▶ Direction 1
Please swap "fanned tail" for "spread tail feathers" in the records from the line containing "In this picture, where can the fanned" through the end of the records, inclusive, and return only those lines with everything else left unchanged.

- - -

Swiss officials balked at letting Credit Suisse just fail, unlike the U.S. government in 2008, when it let Lehman go under, spreading losses and fear across the financial system. Financial institutions had been in trouble since 2007, but it wasn’t until two weeks after Lehman that the U.S. Congress came to the system’s aid with a $700 billion emergency economic stabilization act.
Questions have been raised about the technicalities of the Credit Suisse rescue and the decision to insure all depositors at Silicon Valley. But officials are showing that they learned one lesson from Lehman, “namely to act decisively and swiftly, and if needed to run roughshod over any discussion of moral hazard and legal obstacles, both of which can be discussed once the dust settles,” said Marc Ostwald, chief economist and global strategist at ADM Investor Services International.
As a result, “some semblance of calm has been restored. This crisis is far from over, but at least some of the immediate risks of an exponential ballooning of contagion effects have been mitigated.”
SO WE CAN SOUND THE ALL CLEAR?
Not yet. UBS shares initially plunged Monday on fears that the bank has simply inherited trouble by buying Credit Suisse. The share later turned positive. And the way the takeover was done, by wiping out some of the Credit Suisse’s bondholders, rattled markets in those bonds. So new problems could arise.

- - -

▶ Direction 2
Extend the article on the Credit Suisse rescue beyond its final sentence.

Entries from a pointing dataset

- - -

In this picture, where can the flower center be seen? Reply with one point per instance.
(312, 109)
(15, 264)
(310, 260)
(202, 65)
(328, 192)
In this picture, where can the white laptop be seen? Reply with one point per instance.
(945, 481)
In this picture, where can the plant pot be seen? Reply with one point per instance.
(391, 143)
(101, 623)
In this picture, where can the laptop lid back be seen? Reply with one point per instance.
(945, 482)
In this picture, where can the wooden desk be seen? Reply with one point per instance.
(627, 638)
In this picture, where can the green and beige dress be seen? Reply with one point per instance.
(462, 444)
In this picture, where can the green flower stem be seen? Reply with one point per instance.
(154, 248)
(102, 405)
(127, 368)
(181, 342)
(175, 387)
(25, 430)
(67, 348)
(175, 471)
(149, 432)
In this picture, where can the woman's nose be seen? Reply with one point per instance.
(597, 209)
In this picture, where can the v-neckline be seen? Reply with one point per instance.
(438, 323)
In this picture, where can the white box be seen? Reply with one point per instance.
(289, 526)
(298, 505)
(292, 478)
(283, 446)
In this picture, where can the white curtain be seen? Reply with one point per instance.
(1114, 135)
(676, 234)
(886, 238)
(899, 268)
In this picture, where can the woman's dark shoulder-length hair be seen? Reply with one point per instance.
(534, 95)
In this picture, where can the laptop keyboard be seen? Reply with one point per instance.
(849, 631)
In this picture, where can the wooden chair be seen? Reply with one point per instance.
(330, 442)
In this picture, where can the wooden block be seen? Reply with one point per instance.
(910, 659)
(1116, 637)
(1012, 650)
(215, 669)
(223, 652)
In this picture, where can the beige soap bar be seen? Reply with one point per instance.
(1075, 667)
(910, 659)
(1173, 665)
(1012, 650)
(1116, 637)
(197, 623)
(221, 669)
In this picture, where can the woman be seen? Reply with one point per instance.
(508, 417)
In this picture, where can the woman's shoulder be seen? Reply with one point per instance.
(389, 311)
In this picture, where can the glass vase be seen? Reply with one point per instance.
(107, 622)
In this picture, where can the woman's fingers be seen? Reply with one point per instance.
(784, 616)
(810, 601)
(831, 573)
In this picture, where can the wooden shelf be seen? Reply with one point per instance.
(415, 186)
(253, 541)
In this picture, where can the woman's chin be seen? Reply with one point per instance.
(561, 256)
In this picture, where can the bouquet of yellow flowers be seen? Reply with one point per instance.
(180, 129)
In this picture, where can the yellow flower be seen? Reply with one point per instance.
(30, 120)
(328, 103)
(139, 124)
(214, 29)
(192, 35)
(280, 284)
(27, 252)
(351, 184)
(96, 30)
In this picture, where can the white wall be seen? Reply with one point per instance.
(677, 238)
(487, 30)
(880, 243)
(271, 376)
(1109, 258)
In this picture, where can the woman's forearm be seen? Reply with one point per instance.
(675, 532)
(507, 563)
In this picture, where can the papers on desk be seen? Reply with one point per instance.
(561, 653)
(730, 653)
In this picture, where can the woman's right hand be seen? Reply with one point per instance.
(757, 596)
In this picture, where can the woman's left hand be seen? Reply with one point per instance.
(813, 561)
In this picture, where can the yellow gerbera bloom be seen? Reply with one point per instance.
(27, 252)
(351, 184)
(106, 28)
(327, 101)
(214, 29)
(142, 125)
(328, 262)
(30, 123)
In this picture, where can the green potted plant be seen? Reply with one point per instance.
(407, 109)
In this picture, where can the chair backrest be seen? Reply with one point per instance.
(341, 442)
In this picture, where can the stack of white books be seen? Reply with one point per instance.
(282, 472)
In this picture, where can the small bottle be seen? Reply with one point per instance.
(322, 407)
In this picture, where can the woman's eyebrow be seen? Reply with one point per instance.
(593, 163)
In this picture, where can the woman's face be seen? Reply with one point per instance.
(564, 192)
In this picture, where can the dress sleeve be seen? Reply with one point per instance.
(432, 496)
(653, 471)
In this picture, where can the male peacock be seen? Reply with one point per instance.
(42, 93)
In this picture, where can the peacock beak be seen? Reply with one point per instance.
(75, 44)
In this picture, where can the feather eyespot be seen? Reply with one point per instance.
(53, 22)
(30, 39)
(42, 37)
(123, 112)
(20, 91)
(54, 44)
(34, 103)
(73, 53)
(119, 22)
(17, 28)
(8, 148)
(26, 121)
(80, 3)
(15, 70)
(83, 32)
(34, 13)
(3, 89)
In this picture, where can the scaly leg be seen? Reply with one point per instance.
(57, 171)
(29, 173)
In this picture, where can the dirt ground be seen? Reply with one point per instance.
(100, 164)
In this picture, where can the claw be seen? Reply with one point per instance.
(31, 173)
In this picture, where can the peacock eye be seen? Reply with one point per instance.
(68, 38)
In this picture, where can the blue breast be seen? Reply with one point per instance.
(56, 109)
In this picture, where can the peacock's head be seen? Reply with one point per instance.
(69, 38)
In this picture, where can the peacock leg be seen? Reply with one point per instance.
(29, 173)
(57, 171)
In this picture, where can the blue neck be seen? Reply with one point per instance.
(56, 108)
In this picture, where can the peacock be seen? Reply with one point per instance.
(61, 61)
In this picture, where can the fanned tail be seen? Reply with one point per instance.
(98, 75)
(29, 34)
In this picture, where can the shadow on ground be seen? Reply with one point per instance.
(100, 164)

- - -

▶ Exercise result 1
In this picture, where can the spread tail feathers be seen? Reply with one point per instance.
(98, 75)
(29, 34)
In this picture, where can the shadow on ground be seen? Reply with one point per instance.
(100, 164)

▶ Exercise result 2
“Containing crises is a bit like a game of whack-a-mole — with new fires starting as existing ones are extinguished,” said Neal Shearing, group chief economist at Capital Economics. “A key issue over the next week will be whether problems arise in other institutions or parts of the financial system.”
Among the lingering worries: Did other U.S. banks ignore the risk that interest rates might swiftly rise, as Silicon Valley did? Could there be trouble in other parts of the financial sector that don’t take insured deposits, such as investment banks, hedge funds and mortgage brokers?
Said Shearing: “A reasonable base case is that we avoid a system-wide crisis on the scale of 2007-08, but further problems emerge at individual institutions.”
WHAT DOES THIS MEAN FOR SWISS BANKS?
In the global financial crisis, it was UBS that needed government help, while Credit Suisse did not. Now UBS faces the task of integrating Credit Suisse and sorting out its problems.
Switzerland, which had five big banks 30 years ago, is now left with one very large bank that’s “too big to fail.”
“That means the government is even more challenged to support any problems in the financial system,” said Tobias Straumann, an economic history professor at the University of Zurich.
WHAT DOES THIS MEAN FOR THE GLOBAL ECONOMY?
Analysts say pressure from markets and regulators may now make banks less likely to risk new lending, which could restrict credit for new purchases or investment in new businesses.
If credit is seen to tighten because of fears over banks, central banks such as the Fed, the European Central Bank and the Bank of England might choose to slow down their recent rapid interest rate increases aimed at fighting inflation — or to stop the increases at a lower level than they otherwise would have.
Tighter credit, whether from nervous banks or from central bankers raising rates, tends to counteract inflation.
That was behind European Central Bank head Christine Lagarde’s statement last week after the bank raised rates by a half-percentage point. She said further rate decisions would be taken meeting to meeting based on the latest data.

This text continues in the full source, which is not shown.